__Exercises__
a - In the film review, rewrite the paragraph beginning "So that's the magic trick." more briefly, keeping its main facts.
b - According to the film review, which two actors appear in the Hotel Chevalier short?
c - Continue the film review past its final sentence.

__Text excerpt__
* * * * *

Put it this way: We went to the 7:15 showing tonight. At 7:15, the lights went down, we watched some ads, about a zillion trailers for indie films (a lot more than I remember seeing normally), then we watched the Hotel Chevalier short, which Wes shot in a few days with Natalie Portman and Jason Schwartzman and then edited on his own computer. It served as a prologue of sorts to the feature presentation, which was comprised of many of these short story moments. So many little vignettes, so many mini story arcs within the main one that, as Carolyn noted, you could take one out of the film and it'd work on its own separately. (Wes understood this because he uses one of his favorite devices, the slow-motion walk set to music which usually signifies the end of a story, at least three times through the course of the film.)
But that's not the real magic trick. Sticking little stories to one big one isn't such a magic trick. What is, however, is the journey you take along with Schwartzman, Owen Wilson and Adrien Brody. You may not be on the same spiritual journey as they claim to be, but you gamely go along for the ride. And the journey takes forever. The problem with so many short stories playing themselves out here is that every time one ends, you think it's the end of the film as well. So you get quite a few codas before what is ultimately quite a satisfying ending considering all you've been through, complete with the visual metaphor you've been waiting for since you noticed that certain device waaaaaaaaaaaay back when.
And the magic trick? Well, remember how I said we started the previews and then the short at 7:15? The film ended, I sat through the full credits (and if someone can get me an original copy of Joe Dassin's "Les Champs-Élysées", as iTunes won't let me download anything but cover songs of this tune unless I buy the entire Darjeeling soundtrack and I don't want to, I'd love ya forevs) and once everything was over and the ushers started cleaning the aisles, I got up and turned my cellphone back on.
It wasn't even 9:15 yet.
So that's the magic trick. Wes Anderson was able to make an incredibly long movie, an amazingly long movie, one which really amplifies the long journey taken on the train (and did I mention the absolutely beautiful train sets? And the absolutely beautiful natural landscape of India? And the absolutely beautiful cinematography? And the rich, saturated colors?) and left you feeling as tired out as you would after a journey of such great length, in a 91-minute run time.
No, seriously. Check it out on IMDB. It's an hour and a half long. And it feels twice that.

* * * * *

__Stored data__

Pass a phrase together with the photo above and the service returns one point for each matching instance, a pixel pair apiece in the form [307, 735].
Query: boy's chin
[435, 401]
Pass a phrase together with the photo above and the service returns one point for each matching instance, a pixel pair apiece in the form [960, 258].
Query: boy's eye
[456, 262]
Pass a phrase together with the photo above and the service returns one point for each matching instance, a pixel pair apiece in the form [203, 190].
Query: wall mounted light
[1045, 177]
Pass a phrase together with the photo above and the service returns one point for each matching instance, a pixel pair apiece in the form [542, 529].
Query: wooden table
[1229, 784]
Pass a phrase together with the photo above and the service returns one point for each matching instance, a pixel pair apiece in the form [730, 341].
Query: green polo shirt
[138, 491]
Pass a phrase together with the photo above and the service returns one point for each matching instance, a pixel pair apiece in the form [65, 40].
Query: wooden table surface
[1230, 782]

* * * * *

__Responses per task__
a - The magic trick is that Wes Anderson made a movie that feels extremely long, amplifying the long train journey and leaving viewers as tired as after a great trip, within a 91-minute run time. The train sets, the landscape of India, the cinematography and the rich, saturated colors are all beautiful.

b - Natalie Portman and Jason Schwartzman.

c -
This is both a good thing and a bad thing, really. The good is that the pacing is such that you really do get to savor the beauty of the meticulously-prepared scenes, the truly emotional-yet-detached moments which Anderson loves (Anjelica Huston's scenes are a perfect example, and done quite well) and the long shots of the wide-open countryside which serve as perfect contrast to the tight shots of the claustrophobic train corridors. The camera lingers when necessary, even over slow dolly shots (hey, it's on tracks, too) which just keep on going.
Yet it's only an hour and a half.
The bad part is that we're wired to watch a film and recognize the emotional climax leading up to the actual ending, full stop, roll credits. And although I was well aware of all these little arcs resolving themselves, I felt like I was getting faked out each time. And each time I got faked out, the movie felt like it was stretching on longer and longer until I felt like we were reaching Lawrence of Arabia-esque running times.
But it's only an hour and a half.
Wrap that 'round your noggin.
But do enjoy the scenery while you're at it. It really is a beautiful movie. You just have to let things go, let the film take you at whatever speed it wants to, and try to remember that the Darjeeling Limited's a local train and makes many stops before its final destination.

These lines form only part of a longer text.